Continue the forum thread below about which jersey number Kevin Garnett will wear with Boston, picking up after its final post.

→ **DOCUMENT EXCERPT**:
[start]
# What Jersey Number Will he Wear? 34 and 21 cant be used



## Jwill55gRizZ (Jun 8, 2003)

Garnett cant use 21 cause it is retired.. 
34 Pierce wears.. 

What jersey number will he wear?


----------



## Avalanche (Nov 17, 2005)

Jwill55gRizZ said:


> Garnett cant use 21 cause it is retired..
> 34 Pierce wears..
> 
> What jersey number will he wear?


17 would be cool...

im not sure though, he wore 10 at the olympics?


----------



## Flash is the Future (May 12, 2006)

Avalanche said:


> 17 would be cool...
> 
> im not sure though, he wore 10 at the olympics?


17 is retired. That's Havlicek's number. Most of the good numbers have been taken. I think KG should be 13, or 30.
http://nbahoopsonline.com/History/retired.html


----------



## BostonBasketball (Jan 10, 2005)

What's wrong with 12?


----------



## Carbo04 (Apr 15, 2005)

Man, Boston doesn't have hardly any numbers left. That's alot of crazy history right there. As for KG, 5 maybe?


----------



## Avalanche (Nov 17, 2005)

7 maybe... i dunno, lot of retired numbers right there lol


----------



## c_dog (Sep 15, 2002)

all these retired numbers yet many of them not really recognizeable anymore.. is 22 available?


----------



## GNG (Aug 17, 2002)

Avalanche said:


> 17 would be cool...
> 
> im not sure though, he wore 10 at the olympics?


No. 10 was JoJo White's number, so that's out, too.

I think No. 12 is open though if KG wants to do the reversal thing.


----------



## narrator (Feb 11, 2006)

Celtics retired numbers: ttp://www.nba.com/celtics/history/RetiredNumbers.html

There are some good single digit numbers (which are always the best numbers) left available, including 4, 5, 7, and 8 (assumeing Gomes, Green, and Jefferson are dealt). I think he should be cheeky and take number 8, hehe.

My personal favorite number is 4 and he'd look good in number 4.

EDIT: Seriously, how fast do you think Garnett jerseys are going to sell out when this trade and his number are made official? I'm going with 45 minutes.


----------



## Dwyane Wade (Oct 12, 2004)

I actually see him in 20


----------



## Avalanche (Nov 17, 2005)

http://www.twincities.com/dailydose/ci_6503682?nclick_check=1



> There's whispering that Kevin Garnett already has chatted about the possibility of a jersey number switch from his No. 21 with the Timberwolves to either No. 5 or 45 with the Boston Celtics.
[end]
→ **DATA SECTION**:
[start]
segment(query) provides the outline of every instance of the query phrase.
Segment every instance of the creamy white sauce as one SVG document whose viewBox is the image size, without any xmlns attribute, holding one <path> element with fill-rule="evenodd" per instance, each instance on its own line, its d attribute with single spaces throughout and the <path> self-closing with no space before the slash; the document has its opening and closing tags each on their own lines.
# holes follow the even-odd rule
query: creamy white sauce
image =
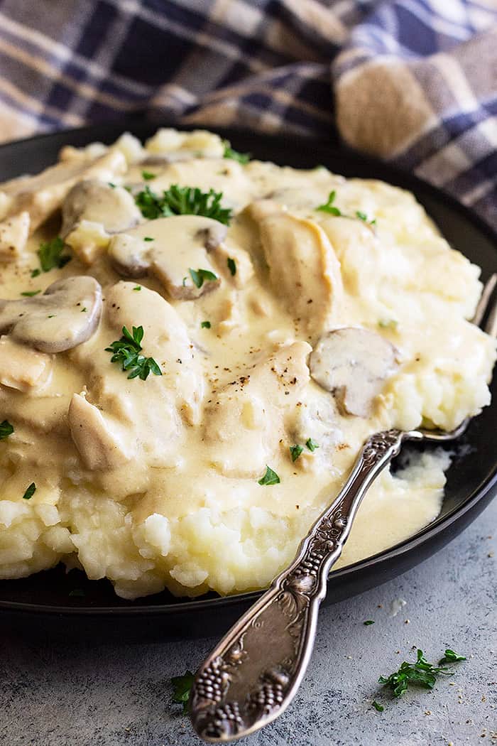
<svg viewBox="0 0 497 746">
<path fill-rule="evenodd" d="M 146 184 L 158 193 L 173 184 L 213 188 L 234 217 L 209 251 L 197 219 L 142 219 L 126 230 L 124 251 L 134 245 L 148 268 L 139 278 L 115 270 L 118 239 L 95 210 L 104 222 L 76 225 L 67 240 L 77 256 L 63 269 L 31 277 L 40 241 L 57 233 L 57 215 L 0 264 L 2 298 L 86 274 L 104 296 L 88 341 L 53 355 L 22 345 L 22 375 L 11 369 L 10 338 L 0 340 L 0 421 L 15 427 L 0 442 L 0 577 L 62 560 L 90 578 L 109 577 L 124 598 L 164 587 L 187 595 L 262 587 L 336 495 L 370 433 L 421 423 L 449 429 L 488 404 L 495 343 L 466 320 L 479 269 L 451 250 L 411 195 L 322 168 L 241 166 L 223 159 L 218 138 L 206 134 L 162 131 L 146 150 L 129 136 L 107 154 L 92 147 L 65 149 L 72 175 L 86 178 L 91 157 L 113 158 L 113 174 L 95 176 L 93 166 L 91 178 L 135 189 L 145 170 L 156 175 Z M 171 151 L 188 160 L 139 163 Z M 36 186 L 42 191 L 39 178 Z M 332 190 L 350 217 L 315 209 Z M 15 210 L 13 188 L 6 193 L 0 204 Z M 262 198 L 271 204 L 253 204 Z M 25 197 L 22 207 L 30 209 Z M 182 287 L 197 293 L 190 268 L 218 279 L 182 299 Z M 123 326 L 140 325 L 143 354 L 162 372 L 145 381 L 128 380 L 105 351 Z M 396 350 L 398 366 L 367 417 L 344 413 L 309 376 L 309 352 L 341 327 L 370 330 Z M 308 438 L 319 445 L 314 452 Z M 303 450 L 292 462 L 296 444 Z M 449 463 L 437 451 L 395 476 L 385 471 L 338 566 L 432 521 Z M 258 483 L 266 465 L 280 483 Z M 23 500 L 31 482 L 36 492 Z"/>
</svg>

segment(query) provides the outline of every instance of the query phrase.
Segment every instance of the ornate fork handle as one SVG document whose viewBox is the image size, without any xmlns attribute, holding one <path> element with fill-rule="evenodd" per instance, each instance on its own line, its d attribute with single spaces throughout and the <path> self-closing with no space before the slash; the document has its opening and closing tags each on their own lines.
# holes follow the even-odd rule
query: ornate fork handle
<svg viewBox="0 0 497 746">
<path fill-rule="evenodd" d="M 329 569 L 341 554 L 361 501 L 404 439 L 418 434 L 390 430 L 366 441 L 343 489 L 301 542 L 294 562 L 200 666 L 190 712 L 204 741 L 242 738 L 290 704 L 312 651 Z"/>
</svg>

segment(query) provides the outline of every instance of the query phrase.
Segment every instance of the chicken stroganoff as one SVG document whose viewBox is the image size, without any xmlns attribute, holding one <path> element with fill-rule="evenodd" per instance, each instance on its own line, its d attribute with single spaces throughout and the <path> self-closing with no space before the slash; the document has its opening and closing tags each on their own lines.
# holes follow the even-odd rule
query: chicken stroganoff
<svg viewBox="0 0 497 746">
<path fill-rule="evenodd" d="M 381 181 L 161 129 L 65 147 L 0 220 L 1 578 L 264 587 L 368 436 L 490 402 L 479 268 Z M 385 470 L 336 566 L 436 518 L 449 460 Z"/>
</svg>

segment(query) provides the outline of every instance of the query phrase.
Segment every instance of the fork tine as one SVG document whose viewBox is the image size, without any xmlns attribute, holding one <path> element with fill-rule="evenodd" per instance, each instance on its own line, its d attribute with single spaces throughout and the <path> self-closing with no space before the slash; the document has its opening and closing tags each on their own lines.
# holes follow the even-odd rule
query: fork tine
<svg viewBox="0 0 497 746">
<path fill-rule="evenodd" d="M 485 316 L 485 311 L 487 310 L 489 301 L 490 300 L 490 297 L 495 289 L 496 285 L 497 285 L 497 272 L 494 272 L 493 275 L 491 275 L 490 277 L 487 280 L 487 282 L 485 283 L 483 292 L 481 293 L 481 297 L 478 301 L 478 306 L 476 307 L 476 310 L 475 311 L 475 316 L 472 319 L 473 324 L 475 324 L 476 326 L 480 326 L 483 317 Z M 493 313 L 495 314 L 495 309 Z M 491 333 L 490 331 L 488 331 L 487 329 L 486 330 L 486 331 L 489 334 Z M 492 336 L 496 336 L 495 332 L 493 334 L 492 334 Z"/>
</svg>

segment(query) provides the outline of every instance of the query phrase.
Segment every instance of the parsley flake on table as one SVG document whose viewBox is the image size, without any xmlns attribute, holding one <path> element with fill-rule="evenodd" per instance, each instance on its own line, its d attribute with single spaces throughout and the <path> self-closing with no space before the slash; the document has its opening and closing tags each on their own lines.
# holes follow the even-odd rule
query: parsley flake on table
<svg viewBox="0 0 497 746">
<path fill-rule="evenodd" d="M 449 656 L 447 656 L 447 653 L 449 653 Z M 457 656 L 457 653 L 454 653 L 453 651 L 447 650 L 446 651 L 445 659 L 443 658 L 440 662 L 444 659 L 452 661 L 456 659 L 466 660 L 463 656 L 458 656 L 457 658 L 452 658 L 451 653 L 453 653 L 455 656 Z M 426 689 L 432 689 L 437 681 L 437 677 L 439 674 L 451 676 L 453 673 L 449 668 L 440 667 L 440 665 L 436 666 L 432 663 L 428 663 L 423 655 L 422 651 L 418 649 L 416 662 L 410 663 L 405 660 L 401 664 L 399 671 L 390 674 L 390 676 L 380 676 L 378 680 L 384 686 L 390 687 L 394 697 L 401 697 L 411 685 L 422 686 Z"/>
<path fill-rule="evenodd" d="M 26 492 L 22 495 L 23 500 L 31 500 L 37 491 L 37 486 L 34 482 L 31 482 Z"/>
<path fill-rule="evenodd" d="M 3 422 L 0 422 L 0 440 L 5 440 L 10 435 L 12 435 L 13 431 L 13 426 L 10 424 L 8 420 L 4 420 Z"/>
<path fill-rule="evenodd" d="M 299 456 L 304 449 L 301 445 L 296 444 L 295 445 L 290 446 L 290 455 L 291 456 L 292 461 L 297 461 Z"/>
<path fill-rule="evenodd" d="M 455 653 L 452 651 L 450 648 L 447 648 L 445 652 L 445 655 L 438 662 L 439 665 L 443 665 L 444 663 L 456 663 L 459 660 L 466 660 L 466 656 L 459 655 L 458 653 Z"/>
<path fill-rule="evenodd" d="M 66 244 L 60 236 L 46 243 L 40 243 L 37 254 L 39 266 L 44 272 L 49 272 L 51 269 L 62 269 L 71 261 L 72 257 L 69 254 L 62 253 L 65 246 Z"/>
<path fill-rule="evenodd" d="M 188 712 L 188 700 L 190 698 L 190 689 L 194 678 L 191 671 L 187 671 L 183 676 L 173 676 L 171 680 L 173 686 L 173 702 L 175 704 L 182 704 L 185 714 Z"/>
<path fill-rule="evenodd" d="M 120 363 L 123 371 L 129 372 L 128 378 L 139 377 L 142 380 L 146 380 L 150 373 L 153 375 L 162 374 L 153 357 L 139 354 L 142 349 L 142 339 L 143 327 L 133 327 L 133 333 L 130 333 L 124 326 L 122 327 L 121 339 L 105 348 L 106 352 L 113 353 L 110 362 Z"/>
<path fill-rule="evenodd" d="M 250 153 L 240 153 L 238 150 L 234 150 L 231 147 L 229 140 L 223 140 L 223 145 L 224 145 L 224 153 L 223 154 L 224 158 L 229 158 L 230 160 L 236 160 L 238 163 L 241 163 L 242 166 L 248 163 L 251 157 Z"/>
<path fill-rule="evenodd" d="M 145 186 L 135 197 L 135 202 L 142 215 L 148 220 L 157 218 L 170 218 L 174 215 L 201 215 L 212 218 L 225 225 L 229 225 L 231 210 L 223 207 L 221 201 L 222 192 L 203 192 L 197 186 L 180 186 L 171 184 L 160 196 Z"/>
<path fill-rule="evenodd" d="M 281 480 L 276 471 L 273 471 L 270 466 L 266 465 L 266 473 L 264 477 L 259 480 L 258 483 L 262 486 L 269 486 L 270 484 L 279 484 Z"/>
<path fill-rule="evenodd" d="M 229 257 L 227 263 L 228 265 L 228 269 L 231 272 L 232 277 L 235 277 L 236 275 L 236 264 L 235 263 L 235 260 Z"/>
<path fill-rule="evenodd" d="M 212 280 L 218 279 L 218 275 L 215 275 L 209 269 L 191 269 L 189 267 L 188 271 L 194 284 L 199 288 L 202 287 L 204 280 L 206 282 L 211 282 Z"/>
</svg>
[end]
→ **EXERCISE ANSWER**:
----------



## #1AntoineWalkerFan (Mar 10, 2005)

4, 5, 7 or 45 look like winners to me...just stay away from 13 thats an ugly number


----------



## abwowang (Mar 7, 2006)

i cant wait to buy a jersey..

im thinkin.. the black one with the green trim.


----------



## JuX (Oct 11, 2005)

5 looks good on him.


----------



## aquaitious (Jun 11, 2002)

I'd give him the 8. 

Although I wouldn't be surprised if we unretire 21 until KG's here. 

This is KG not some punk named Sebastian Telfair whose done nothing in his career waltzing into the Waltham office and asks for Maxwell's number.

On the other hand if we accomplish anything here, he wouldn't be able to get his number retired.

KG should get 9 or 11, because nobody wears 9 or 11...ever.


----------



## BlakeJesus (Feb 1, 2006)

5 would look for better than 45.


----------



## BleedGreen (Jun 24, 2002)

4, 5, 30 or 45


----------



## #1AntoineWalkerFan (Mar 10, 2005)

aquaitious said:


> KG should get 9 or 11, because nobody wears 9 or 11...ever.




milt palacio and shammond williams??? cmon aqua...those were the good ol days :biggrin:


----------



## Marcus13 (Jul 17, 2002)

Dwyane Wade said:


> I actually see him in 20


Ray's #20


----------



## narrator (Feb 11, 2006)

aquaitious said:


> I'd give him the 8.


Hehe, a man after my own heart. I keep waiting for #1AntoineWalkerFan to jump all over us. :azdaja: 

45 isn't a good number. 44 is, though. I still think he should be number 4. I don't think he should ask the Celts to unretire a number for him. That's kinda tacky.


----------



## Basel (Mar 31, 2005)

He should be 57.


----------



## #1AntoineWalkerFan (Mar 10, 2005)

narrator said:


> Hehe, a man after my own heart. I keep waiting for #1AntoineWalkerFan to jump all over us. :azdaja:
> 
> 45 isn't a good number. 44 is, though. I still think he should be number 4. I don't think he should ask the Celts to unretire a number for him. That's kinda tacky.




ok...so if #8 is going to be used id MUCH rather have garnett use it then brandon freakin wallace...BUT...i would still rather it not be used by anyone, if KG really wanted it though, i would turn the other cheek for the next 5 years :biggrin:


----------



## HOWIE (Dec 30, 2002)

He was the fifth pick in the draft, I think he should go with number 5. Boston traded the 5th pick for Allen. Boston traded 5 players to get him, bet one of those first round picks is going to be number 5? Five seems to be the Boston number this offseason.

Kevin Garnett is going to wear number 5.


----------



## abwowang (Mar 7, 2006)

either way..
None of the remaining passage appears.